### Recorded data

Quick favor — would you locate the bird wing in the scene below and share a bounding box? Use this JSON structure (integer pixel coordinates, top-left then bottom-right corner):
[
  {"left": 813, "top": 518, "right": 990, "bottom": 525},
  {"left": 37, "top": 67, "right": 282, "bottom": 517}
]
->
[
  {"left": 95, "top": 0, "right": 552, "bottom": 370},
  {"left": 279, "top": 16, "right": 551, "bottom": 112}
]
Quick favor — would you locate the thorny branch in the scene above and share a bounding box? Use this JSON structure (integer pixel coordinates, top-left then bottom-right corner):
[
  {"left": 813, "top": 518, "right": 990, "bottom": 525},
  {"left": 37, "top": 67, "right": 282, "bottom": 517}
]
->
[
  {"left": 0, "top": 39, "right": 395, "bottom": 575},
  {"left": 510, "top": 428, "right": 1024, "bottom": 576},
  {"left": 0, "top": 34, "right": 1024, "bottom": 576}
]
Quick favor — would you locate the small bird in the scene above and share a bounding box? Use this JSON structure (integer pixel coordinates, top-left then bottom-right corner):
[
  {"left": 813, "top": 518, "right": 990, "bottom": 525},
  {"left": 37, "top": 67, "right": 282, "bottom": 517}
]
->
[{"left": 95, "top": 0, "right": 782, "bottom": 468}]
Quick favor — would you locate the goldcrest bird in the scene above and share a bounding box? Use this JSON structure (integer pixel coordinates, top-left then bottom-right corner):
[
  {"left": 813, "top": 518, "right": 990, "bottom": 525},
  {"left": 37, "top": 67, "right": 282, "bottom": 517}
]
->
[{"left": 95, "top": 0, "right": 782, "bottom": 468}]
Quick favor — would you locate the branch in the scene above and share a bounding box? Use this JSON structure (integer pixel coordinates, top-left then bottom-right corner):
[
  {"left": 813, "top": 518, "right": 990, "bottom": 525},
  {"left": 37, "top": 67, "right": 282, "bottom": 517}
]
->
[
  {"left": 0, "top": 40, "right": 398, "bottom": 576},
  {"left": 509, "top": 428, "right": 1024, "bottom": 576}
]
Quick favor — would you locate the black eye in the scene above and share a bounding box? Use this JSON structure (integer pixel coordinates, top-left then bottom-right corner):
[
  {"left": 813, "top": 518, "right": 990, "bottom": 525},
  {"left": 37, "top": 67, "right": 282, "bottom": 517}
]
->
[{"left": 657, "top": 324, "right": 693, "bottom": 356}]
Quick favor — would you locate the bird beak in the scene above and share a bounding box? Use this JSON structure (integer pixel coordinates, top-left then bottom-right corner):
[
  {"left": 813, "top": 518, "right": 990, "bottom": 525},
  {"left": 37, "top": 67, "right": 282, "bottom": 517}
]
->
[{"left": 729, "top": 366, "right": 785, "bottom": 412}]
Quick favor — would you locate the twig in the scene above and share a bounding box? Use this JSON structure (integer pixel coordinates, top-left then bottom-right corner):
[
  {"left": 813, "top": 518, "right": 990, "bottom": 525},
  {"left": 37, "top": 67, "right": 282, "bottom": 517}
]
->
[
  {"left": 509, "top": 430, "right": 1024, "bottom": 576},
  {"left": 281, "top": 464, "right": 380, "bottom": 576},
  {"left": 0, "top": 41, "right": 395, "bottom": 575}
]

######

**Required work**
Format the stretch from the line containing "Quick favor — would you locate the twig" through the end of the items as a JSON list of strings, one string per line, with blank lines omitted.

**Full answer**
[
  "Quick favor — would you locate the twig in the scene above and share a bounding box? Use this JSON structure (integer pixel coordinates, top-left then bottom-right corner):",
  "[",
  "  {\"left\": 813, \"top\": 518, \"right\": 990, \"bottom\": 525},",
  "  {\"left\": 37, \"top\": 67, \"right\": 282, \"bottom\": 517}",
  "]",
  "->",
  "[",
  "  {\"left\": 509, \"top\": 430, \"right\": 1024, \"bottom\": 576},",
  "  {\"left\": 281, \"top\": 464, \"right\": 380, \"bottom\": 576},",
  "  {\"left\": 0, \"top\": 41, \"right\": 395, \"bottom\": 575}",
  "]"
]